WHAT YOU HAVE TO DO
Gather every line of the listing below that contains the string "hook", copying each one in full. Matching is case-sensitive.

DATA ROWS

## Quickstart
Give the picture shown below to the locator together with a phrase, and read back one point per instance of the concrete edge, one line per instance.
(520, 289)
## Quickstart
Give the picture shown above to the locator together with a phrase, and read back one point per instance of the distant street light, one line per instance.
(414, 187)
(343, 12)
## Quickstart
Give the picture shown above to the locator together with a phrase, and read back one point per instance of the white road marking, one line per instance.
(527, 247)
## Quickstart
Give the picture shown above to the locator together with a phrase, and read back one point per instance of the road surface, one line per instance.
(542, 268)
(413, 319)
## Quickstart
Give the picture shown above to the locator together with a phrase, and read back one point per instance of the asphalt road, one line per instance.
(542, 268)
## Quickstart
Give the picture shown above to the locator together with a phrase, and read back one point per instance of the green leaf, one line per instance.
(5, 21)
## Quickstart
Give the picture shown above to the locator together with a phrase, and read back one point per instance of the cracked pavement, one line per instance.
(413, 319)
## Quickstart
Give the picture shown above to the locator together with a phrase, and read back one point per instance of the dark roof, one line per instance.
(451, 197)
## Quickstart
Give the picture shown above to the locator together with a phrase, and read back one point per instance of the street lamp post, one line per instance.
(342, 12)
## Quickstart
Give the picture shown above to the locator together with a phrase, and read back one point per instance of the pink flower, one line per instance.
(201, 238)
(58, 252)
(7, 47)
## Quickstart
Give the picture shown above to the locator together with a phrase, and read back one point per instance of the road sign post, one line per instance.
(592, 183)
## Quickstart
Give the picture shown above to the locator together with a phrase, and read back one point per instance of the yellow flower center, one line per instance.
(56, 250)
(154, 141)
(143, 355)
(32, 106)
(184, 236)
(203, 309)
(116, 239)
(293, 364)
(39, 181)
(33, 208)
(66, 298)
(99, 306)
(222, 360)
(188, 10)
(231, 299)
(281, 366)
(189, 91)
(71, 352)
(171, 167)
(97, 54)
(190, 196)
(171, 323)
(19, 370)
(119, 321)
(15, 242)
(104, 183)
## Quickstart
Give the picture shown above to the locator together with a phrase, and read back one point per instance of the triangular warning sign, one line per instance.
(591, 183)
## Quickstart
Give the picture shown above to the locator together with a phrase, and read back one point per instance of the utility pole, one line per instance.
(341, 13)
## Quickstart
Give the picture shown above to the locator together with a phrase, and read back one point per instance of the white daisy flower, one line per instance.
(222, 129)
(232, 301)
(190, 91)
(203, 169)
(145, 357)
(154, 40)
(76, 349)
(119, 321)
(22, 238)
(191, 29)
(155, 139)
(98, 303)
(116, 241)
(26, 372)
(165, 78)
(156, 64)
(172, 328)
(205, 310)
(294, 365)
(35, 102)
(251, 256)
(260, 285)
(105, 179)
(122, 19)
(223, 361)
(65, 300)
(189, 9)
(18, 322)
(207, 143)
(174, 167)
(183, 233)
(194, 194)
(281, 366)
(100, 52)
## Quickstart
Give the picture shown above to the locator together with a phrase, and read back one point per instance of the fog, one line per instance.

==

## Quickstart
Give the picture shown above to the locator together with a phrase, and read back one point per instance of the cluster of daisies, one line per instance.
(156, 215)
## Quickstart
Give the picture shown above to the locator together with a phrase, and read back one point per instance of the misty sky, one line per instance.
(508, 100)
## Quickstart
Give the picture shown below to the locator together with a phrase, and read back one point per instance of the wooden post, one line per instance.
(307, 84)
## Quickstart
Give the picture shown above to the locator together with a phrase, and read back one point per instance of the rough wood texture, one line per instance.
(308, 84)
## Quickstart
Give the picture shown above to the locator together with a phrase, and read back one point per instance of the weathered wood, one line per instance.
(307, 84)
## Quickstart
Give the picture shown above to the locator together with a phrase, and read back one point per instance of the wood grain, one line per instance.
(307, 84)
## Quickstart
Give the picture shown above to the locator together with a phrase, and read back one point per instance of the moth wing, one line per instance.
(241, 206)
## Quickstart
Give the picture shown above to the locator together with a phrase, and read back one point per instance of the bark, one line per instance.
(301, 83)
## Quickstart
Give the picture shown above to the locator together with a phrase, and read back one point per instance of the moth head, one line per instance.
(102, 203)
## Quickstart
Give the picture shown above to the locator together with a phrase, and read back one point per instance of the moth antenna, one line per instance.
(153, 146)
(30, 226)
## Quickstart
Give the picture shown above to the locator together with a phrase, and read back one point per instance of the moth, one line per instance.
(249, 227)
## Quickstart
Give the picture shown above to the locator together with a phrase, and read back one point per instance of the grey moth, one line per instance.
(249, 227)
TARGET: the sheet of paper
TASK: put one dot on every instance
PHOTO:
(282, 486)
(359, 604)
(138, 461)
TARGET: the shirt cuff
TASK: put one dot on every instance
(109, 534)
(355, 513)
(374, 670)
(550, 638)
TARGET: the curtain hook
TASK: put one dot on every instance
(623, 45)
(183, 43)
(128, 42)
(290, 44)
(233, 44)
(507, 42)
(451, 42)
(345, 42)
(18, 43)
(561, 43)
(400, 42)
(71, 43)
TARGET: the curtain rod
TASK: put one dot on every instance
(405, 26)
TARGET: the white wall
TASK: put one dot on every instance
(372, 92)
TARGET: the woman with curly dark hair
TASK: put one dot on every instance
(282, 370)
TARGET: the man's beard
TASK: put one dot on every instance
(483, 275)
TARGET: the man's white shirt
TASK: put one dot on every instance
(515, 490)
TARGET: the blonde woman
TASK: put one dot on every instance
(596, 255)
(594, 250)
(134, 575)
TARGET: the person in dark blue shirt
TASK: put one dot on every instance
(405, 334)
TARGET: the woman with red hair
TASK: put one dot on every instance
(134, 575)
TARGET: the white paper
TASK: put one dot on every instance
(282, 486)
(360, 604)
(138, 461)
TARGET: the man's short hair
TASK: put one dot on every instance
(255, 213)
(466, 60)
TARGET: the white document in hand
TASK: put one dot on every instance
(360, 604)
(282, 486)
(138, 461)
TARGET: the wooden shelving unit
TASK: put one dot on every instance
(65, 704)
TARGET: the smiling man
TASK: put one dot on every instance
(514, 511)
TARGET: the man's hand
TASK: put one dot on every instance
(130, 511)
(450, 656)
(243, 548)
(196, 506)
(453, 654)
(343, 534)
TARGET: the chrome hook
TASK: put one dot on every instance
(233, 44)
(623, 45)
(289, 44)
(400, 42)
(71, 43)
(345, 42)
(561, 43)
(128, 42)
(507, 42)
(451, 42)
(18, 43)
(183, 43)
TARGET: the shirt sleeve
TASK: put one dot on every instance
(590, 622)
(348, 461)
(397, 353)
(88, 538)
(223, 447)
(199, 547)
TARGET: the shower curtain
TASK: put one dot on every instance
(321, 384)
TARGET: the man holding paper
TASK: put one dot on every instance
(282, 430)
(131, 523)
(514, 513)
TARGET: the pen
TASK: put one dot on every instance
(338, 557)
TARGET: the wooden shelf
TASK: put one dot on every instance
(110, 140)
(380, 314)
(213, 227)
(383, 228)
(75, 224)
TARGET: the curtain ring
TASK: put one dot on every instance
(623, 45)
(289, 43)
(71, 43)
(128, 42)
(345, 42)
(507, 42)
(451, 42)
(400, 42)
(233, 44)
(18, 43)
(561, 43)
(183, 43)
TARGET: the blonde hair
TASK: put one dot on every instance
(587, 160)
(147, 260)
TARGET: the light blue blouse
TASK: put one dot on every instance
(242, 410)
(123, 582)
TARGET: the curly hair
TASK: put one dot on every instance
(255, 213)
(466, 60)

---

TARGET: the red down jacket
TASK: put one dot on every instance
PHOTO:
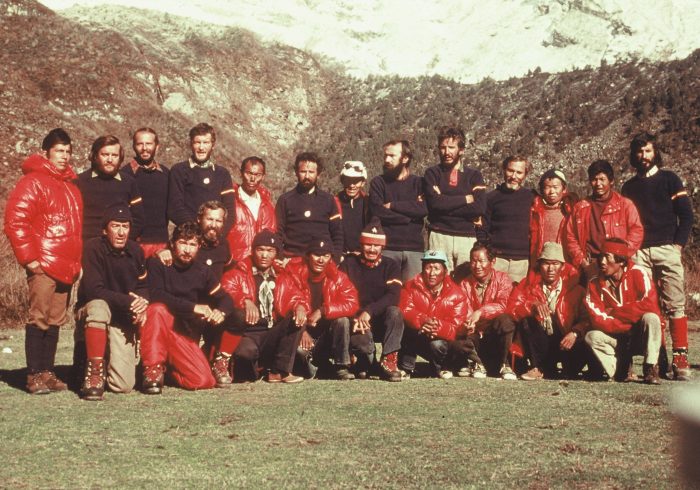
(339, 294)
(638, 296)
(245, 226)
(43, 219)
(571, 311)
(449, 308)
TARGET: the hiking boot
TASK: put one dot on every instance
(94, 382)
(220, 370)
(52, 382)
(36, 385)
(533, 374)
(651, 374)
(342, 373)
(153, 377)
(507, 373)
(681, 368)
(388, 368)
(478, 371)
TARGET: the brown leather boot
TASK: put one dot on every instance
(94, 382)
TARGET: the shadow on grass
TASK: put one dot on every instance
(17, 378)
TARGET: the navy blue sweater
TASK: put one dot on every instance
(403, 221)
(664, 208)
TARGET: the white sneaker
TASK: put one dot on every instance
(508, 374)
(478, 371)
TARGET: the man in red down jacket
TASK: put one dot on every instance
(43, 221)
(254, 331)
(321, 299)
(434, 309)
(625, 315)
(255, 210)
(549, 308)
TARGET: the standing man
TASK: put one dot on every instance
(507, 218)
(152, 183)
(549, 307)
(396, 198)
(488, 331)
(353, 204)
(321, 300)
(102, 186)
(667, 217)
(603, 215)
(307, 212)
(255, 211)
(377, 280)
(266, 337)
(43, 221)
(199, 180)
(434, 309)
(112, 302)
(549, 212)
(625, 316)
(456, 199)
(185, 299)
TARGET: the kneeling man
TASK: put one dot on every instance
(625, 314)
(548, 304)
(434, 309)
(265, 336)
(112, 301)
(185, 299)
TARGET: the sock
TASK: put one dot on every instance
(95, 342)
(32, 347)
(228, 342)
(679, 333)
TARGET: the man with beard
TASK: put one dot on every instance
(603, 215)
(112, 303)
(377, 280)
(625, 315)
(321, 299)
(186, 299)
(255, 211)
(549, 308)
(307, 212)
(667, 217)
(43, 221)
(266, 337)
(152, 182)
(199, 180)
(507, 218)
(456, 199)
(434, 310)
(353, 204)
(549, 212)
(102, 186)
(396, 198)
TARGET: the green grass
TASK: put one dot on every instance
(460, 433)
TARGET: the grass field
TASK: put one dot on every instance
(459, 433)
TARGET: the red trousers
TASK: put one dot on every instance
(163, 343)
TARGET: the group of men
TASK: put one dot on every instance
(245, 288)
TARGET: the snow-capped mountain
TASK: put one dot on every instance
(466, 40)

RESULT OF THIS EXERCISE
TARGET: the curtain hook
TARGET: the chrome hook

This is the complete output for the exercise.